▸ Data provided:

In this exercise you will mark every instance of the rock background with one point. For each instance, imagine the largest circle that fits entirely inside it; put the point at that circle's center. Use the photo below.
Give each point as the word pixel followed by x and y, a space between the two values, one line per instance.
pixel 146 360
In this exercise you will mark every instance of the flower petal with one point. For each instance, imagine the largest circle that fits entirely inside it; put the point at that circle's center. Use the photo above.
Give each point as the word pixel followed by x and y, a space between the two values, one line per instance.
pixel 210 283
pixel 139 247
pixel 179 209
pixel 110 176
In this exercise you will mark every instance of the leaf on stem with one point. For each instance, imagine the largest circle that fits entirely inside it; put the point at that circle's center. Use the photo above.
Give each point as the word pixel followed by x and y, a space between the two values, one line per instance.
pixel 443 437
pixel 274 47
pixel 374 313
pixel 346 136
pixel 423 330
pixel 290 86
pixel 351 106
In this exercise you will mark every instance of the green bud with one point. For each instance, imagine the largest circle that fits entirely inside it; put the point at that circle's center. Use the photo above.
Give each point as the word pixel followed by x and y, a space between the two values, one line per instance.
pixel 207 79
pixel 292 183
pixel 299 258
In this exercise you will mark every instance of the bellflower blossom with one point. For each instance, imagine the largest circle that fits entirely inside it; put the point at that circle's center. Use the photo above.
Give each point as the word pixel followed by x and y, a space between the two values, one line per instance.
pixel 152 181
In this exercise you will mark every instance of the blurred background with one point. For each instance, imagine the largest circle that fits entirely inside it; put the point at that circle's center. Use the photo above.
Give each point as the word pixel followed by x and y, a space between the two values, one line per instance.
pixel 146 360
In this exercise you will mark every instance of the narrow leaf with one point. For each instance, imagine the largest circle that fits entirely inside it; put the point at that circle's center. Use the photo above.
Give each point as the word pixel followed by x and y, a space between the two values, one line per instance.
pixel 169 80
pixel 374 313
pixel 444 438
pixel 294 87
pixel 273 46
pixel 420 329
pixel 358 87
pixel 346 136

▸ The task:
Copy out all of the records above with nothing altered.

▸ Output below:
In this exercise you will mark every instance of the rock background with one point. For each instance, imagine the largest circle that fits entirely inside it; put the point at that circle's center. Use the photo below.
Give each point as the word pixel followed by x and y, a space between the two values, one line per instance.
pixel 146 360
In this exercise you will mark every instance of the flower petal with one point. For each instance, imagine the largest circle that fits entirely inside it; put the point at that circle's center. Use the photo above.
Give each point as the word pixel followed by x and y, a space between the two values, one line per instance.
pixel 210 283
pixel 139 247
pixel 179 209
pixel 110 176
In this exercise you will mark every instance of the leaf on stem with one point. For each instance, imagine the largest circle that fits entirely inside it; put the point at that circle's center. Use the photo above.
Give each point as the word pixel followed by x and y, a space between the two values, one line per instance.
pixel 443 437
pixel 274 47
pixel 374 313
pixel 346 136
pixel 423 330
pixel 290 86
pixel 351 106
In this exercise you will mark every instance of the green bud with one point. For each instance, imagine the largest circle that fits entirely inside it; put the point at that circle's center. Use the photo above.
Give each point as the word pixel followed by x and y, a space between the two values, one line per instance.
pixel 207 79
pixel 292 183
pixel 299 258
In this exercise you will mark every instance of the bellflower blossom with one point. For each instance, imagine the largest circle that fits entirely inside it; put the point at that circle's center. Use the photo above.
Give each point as the word pixel followed by x and y, a space between the two values, one line per instance.
pixel 152 181
In this exercise you will mark every instance of the blurred background with one point. For each instance, imagine the largest circle that fits entirely inside it; put the point at that circle's center. Use the photo above.
Give each point as the word pixel followed by x and y, a space between the two values, one line per instance.
pixel 146 360
In this exercise you will mark every instance of the narrow leaf with one point. For each instance, imagine the largest circle that fits entirely inside it; put the point at that circle's center. Use the photo above.
Give each point as the word pixel followed by x and y, a space between the two values, one line per instance.
pixel 169 80
pixel 374 313
pixel 444 438
pixel 294 87
pixel 273 46
pixel 420 329
pixel 358 87
pixel 346 136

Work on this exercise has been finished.